**Instruções das tarefas:**
A. Responda, com base no texto sobre a Coleção de Arte Popular:
(i) Em qual centro cultural a coleção ganhou nova expografia?
(ii) Em que ano e em qual evento foi realizada a “Exposição Bahia”?
(iii) Que técnica Denissena utilizou pela primeira vez para produzir a obra?
B. Reproduza fielmente o trecho do texto sobre a Coleção de Arte Popular que vai de "Dentre as peças" até "Mateus Pereira (2008).", inclusive.

A importância das expressões populares para a compreensão da nossa identidade cultural é a principal referência da Coleção de Arte Popular que acaba de ganhar nova expografia no Centro Cultural Solar Ferrão (Pelourinho). Expostas em três salas totalmente reformadas, as peças são representativas da Cultura Popular do Nordeste coletadas entre as décadas de 50 e 60 do século XX. O núcleo inicial teve origem na coleção adquirida pelo cenógrafo e diretor de teatro Martim Gonçalves para subsidiar e ilustrar estudos e práticas na Escola de Teatro da Universidade Federal da Bahia (UFBA), posteriormente ampliado pela arquiteta italiana Lina Bo Bardi.

O encontro de Martim Gonçalves com a arquiteta italiana, primeira diretora do Museu de Arte Moderna da Bahia (MAM), e a afinidade profissional entre ambos gerou diversos projetos não só para peças teatrais como para mostras de arte. Esta parceria viabilizou, em 1959, a “Exposição Bahia” (de Arte Popular Nordestina), na V Bienal de São Paulo. O acervo também compôs a exposição “Nordeste”, realizada em 1963, no MAM, e diversas mostras promovidas na Bahia e em São Paulo. Em 2003, o Instituto do Patrimônio Artístico e Cultural da Bahia (Ipac) passa a ter a guarda da coleção.

Dentre as peças utilitárias e figurativas que compõem a Coleção de Arte Popular, encontram-se ex-votos, imaginária (arte sacra católica e de matriz africana), esculturas em cerâmica, utensílios domésticos como fifós, panelas, potes de barro, além de carrancas, brinquedos e outros objetos criados a partir de materiais reutilizáveis que representam a sintonia entre a arte e a vida cotidiana. Completam a nova expografia a obra “Emblemática Casinha”, de Denissena (2018) e a foto “Margem do Rio São Francisco – Barra (BA)”, de Mateus Pereira (2008).

O artista plástico Denissena informou que esta foi a primeira vez que utilizou a técnica de argila sobre parede para, num processo experimental, produzir a obra. “Foi uma experiência muito gratificante, pois pude produzir pela primeira vez toda a textura, o relevo e os tons da argila sobre a parede para compor a obra. Além isso, este processo me remeteu às pessoas que constroem suas próprias casas de barro. Pude sentir, naquele momento, como elas”, explicou.

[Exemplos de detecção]

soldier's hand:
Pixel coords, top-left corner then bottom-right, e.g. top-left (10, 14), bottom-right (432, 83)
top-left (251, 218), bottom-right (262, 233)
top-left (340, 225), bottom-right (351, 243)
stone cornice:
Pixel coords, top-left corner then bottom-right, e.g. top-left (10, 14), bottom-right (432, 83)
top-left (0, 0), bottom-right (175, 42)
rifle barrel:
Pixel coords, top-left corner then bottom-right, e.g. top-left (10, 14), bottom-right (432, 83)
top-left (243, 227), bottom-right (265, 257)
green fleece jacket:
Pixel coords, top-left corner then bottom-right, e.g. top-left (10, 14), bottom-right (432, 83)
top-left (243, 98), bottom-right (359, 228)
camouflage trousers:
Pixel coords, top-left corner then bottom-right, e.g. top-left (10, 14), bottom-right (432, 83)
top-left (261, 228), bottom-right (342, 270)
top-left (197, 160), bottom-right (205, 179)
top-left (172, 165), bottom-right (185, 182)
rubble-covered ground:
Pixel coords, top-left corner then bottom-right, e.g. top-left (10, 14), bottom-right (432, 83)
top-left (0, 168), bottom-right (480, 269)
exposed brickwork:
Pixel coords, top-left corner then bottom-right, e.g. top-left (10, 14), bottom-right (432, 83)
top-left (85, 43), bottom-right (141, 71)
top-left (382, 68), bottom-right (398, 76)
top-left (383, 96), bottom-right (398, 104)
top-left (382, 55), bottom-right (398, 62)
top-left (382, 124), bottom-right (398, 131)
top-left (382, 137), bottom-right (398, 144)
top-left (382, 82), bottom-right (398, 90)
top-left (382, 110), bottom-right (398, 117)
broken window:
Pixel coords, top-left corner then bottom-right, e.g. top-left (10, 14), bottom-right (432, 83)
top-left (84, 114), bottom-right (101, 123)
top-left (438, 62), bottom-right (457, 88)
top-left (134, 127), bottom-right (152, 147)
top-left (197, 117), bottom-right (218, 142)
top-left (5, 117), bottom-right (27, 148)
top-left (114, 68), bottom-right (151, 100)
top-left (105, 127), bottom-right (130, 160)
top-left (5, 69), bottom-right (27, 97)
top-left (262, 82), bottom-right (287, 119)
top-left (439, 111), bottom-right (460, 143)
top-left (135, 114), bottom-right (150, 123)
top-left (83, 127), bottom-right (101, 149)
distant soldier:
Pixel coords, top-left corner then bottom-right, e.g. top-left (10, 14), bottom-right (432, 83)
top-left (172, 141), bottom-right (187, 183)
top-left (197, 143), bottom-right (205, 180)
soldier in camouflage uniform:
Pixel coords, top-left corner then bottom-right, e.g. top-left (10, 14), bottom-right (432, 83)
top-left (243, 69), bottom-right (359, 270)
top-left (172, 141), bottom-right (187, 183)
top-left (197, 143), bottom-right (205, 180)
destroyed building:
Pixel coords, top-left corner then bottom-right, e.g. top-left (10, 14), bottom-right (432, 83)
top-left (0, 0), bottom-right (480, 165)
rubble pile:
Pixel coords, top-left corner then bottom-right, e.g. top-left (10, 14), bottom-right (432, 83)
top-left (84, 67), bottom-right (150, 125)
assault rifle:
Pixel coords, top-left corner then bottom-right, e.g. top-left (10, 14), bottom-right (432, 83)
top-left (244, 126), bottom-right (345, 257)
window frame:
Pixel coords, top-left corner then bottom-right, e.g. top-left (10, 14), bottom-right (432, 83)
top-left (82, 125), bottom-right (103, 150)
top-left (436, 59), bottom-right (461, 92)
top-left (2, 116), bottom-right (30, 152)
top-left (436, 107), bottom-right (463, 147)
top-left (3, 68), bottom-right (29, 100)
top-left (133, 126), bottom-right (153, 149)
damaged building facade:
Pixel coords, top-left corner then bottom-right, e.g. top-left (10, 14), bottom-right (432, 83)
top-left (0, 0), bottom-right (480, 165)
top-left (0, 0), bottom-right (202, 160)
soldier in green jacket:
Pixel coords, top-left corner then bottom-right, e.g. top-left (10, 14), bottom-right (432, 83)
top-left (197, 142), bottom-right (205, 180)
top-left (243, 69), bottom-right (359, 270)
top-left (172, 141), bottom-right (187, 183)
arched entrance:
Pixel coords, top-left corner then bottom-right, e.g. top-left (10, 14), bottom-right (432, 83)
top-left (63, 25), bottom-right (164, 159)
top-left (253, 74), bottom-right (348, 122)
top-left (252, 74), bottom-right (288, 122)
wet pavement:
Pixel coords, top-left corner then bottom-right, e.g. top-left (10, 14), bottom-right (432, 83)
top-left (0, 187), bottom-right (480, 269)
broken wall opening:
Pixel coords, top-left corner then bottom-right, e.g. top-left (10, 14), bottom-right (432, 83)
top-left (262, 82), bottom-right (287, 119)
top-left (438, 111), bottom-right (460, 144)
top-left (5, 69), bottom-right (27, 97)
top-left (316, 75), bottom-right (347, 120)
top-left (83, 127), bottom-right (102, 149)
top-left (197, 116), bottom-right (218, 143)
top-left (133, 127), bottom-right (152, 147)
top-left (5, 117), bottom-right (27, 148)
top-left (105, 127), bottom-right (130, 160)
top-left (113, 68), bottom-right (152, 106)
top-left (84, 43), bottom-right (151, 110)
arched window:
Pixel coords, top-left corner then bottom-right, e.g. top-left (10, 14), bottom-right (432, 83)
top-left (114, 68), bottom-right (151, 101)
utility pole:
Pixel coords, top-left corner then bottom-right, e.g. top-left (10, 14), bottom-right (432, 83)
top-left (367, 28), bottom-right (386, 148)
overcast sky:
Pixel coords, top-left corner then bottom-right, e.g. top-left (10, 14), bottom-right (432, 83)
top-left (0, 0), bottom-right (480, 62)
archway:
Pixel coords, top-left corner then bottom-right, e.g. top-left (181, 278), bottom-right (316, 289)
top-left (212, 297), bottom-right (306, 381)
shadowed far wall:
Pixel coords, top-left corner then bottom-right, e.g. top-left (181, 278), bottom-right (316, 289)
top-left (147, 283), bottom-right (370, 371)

**Respostas:**
A.
(i) No Centro Cultural Solar Ferrão (Pelourinho).
(ii) Em 1959, na V Bienal de São Paulo.
(iii) A técnica de argila sobre parede.

B.
Dentre as peças utilitárias e figurativas que compõem a Coleção de Arte Popular, encontram-se ex-votos, imaginária (arte sacra católica e de matriz africana), esculturas em cerâmica, utensílios domésticos como fifós, panelas, potes de barro, além de carrancas, brinquedos e outros objetos criados a partir de materiais reutilizáveis que representam a sintonia entre a arte e a vida cotidiana. Completam a nova expografia a obra “Emblemática Casinha”, de Denissena (2018) e a foto “Margem do Rio São Francisco – Barra (BA)”, de Mateus Pereira (2008).